#### Extrait à lire
________________________
Ces thèmes se retrouvent dans ses 3 collections, à commencer par Lovers Rock, la collection AH20 dévoilée en janvier et inspirée de la communauté jamaïcaine de Londres, puis Essence, la collection PE21 qui explorait les origines de la musique dancehall au début des années 80 en Jamaïque. « J’essaie d’utiliser les saisons et la structure des fashion weeks pour explorer une idée sur une période plus longue », explique Wales Bonner. « Certaines conversations que j’ai eues à Kingston en février dernier tournaient autour du film [Thinkin Home de Jeano Edwards], mais inspireront aussi ma prochaine collection. Il y a un peu plus de continuité dans le temps, j’enrichis mes idées à travers un dialogue continu, ce qui est très satisfaisant. »

Adidas Originals x Wales Bonner.

Amplifier les voix Noires et les histoires Noires a toujours été d’une importance capitale pour Wales Bonner. La résurgence du mouvement Black Lives Matter en mai dernier a permis d’offrir encore plus de visibilité aux créatifs Noirs dans les médias mainstream, ainsi que de faire un pas sincère vers plus d’inclusion (mais qui peut aussi être ressenti comme anecdotique).
________________________
#### Consigne
Dans l'extrait sur Wales Bonner, de quoi s'inspire la collection Lovers Rock ? Appuyez-vous uniquement sur l'extrait.

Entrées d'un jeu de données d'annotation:
________________________
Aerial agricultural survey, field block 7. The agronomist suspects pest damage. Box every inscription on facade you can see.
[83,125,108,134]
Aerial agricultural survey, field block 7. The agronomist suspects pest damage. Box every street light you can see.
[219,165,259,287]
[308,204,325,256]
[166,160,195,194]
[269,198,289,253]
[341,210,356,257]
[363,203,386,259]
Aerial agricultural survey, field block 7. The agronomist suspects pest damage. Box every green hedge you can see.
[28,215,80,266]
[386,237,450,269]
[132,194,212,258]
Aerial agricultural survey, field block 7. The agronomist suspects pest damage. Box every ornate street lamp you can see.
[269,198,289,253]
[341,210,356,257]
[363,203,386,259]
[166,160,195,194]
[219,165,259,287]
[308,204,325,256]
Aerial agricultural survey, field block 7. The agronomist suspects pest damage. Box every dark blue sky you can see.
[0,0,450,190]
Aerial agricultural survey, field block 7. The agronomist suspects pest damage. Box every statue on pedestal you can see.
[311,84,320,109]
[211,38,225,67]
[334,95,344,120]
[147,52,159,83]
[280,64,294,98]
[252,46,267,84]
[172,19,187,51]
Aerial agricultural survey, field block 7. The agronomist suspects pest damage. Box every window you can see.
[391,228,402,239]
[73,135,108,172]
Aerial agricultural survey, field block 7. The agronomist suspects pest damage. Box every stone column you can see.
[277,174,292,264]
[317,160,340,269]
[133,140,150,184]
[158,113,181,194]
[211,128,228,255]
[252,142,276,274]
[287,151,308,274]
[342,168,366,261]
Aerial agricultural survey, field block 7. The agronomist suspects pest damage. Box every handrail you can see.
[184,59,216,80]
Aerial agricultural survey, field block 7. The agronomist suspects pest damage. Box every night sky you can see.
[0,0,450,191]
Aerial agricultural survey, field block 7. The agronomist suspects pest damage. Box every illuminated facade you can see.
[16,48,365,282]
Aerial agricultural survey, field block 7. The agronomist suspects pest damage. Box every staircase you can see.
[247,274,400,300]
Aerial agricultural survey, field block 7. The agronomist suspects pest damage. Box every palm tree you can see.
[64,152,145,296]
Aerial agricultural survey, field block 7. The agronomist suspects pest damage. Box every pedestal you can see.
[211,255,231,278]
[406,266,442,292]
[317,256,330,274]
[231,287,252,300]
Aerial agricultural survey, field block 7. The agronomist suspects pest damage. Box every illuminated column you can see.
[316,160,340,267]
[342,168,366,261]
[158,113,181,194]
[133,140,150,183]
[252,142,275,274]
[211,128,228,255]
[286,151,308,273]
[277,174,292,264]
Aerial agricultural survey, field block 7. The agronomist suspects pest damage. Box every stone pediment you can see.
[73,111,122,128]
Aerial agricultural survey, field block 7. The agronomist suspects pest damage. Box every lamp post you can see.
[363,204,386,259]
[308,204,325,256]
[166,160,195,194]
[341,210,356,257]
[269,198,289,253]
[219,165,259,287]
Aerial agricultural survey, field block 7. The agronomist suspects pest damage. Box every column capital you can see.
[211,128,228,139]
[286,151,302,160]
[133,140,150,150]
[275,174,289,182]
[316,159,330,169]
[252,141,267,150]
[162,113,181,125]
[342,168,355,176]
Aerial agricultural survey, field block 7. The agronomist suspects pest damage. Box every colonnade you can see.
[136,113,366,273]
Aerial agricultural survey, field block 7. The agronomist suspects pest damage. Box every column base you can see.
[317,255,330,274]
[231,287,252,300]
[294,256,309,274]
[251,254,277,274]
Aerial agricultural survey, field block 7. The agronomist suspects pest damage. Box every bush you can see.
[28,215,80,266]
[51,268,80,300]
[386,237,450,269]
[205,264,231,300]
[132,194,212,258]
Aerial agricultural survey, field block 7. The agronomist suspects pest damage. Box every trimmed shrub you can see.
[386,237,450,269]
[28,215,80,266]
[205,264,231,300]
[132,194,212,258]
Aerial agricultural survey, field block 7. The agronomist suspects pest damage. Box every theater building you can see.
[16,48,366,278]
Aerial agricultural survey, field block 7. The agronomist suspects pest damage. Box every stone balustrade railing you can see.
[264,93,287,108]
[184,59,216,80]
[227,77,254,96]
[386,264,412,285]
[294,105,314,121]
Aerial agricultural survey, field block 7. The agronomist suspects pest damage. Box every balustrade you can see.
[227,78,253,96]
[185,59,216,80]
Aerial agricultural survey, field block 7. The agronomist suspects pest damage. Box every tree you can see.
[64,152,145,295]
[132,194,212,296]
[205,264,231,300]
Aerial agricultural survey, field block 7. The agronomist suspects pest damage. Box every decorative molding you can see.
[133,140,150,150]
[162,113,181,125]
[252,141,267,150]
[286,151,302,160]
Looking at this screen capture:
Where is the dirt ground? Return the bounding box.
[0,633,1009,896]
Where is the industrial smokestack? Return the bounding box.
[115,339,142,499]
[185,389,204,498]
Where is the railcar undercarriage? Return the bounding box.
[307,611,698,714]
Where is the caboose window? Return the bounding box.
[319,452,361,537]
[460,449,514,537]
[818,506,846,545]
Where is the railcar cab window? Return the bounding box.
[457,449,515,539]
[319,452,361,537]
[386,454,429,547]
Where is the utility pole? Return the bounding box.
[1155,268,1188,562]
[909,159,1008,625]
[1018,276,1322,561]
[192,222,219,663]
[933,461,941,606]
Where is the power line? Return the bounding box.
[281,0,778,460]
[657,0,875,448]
________________________
#### Corrigé
De la communauté jamaïcaine de Londres.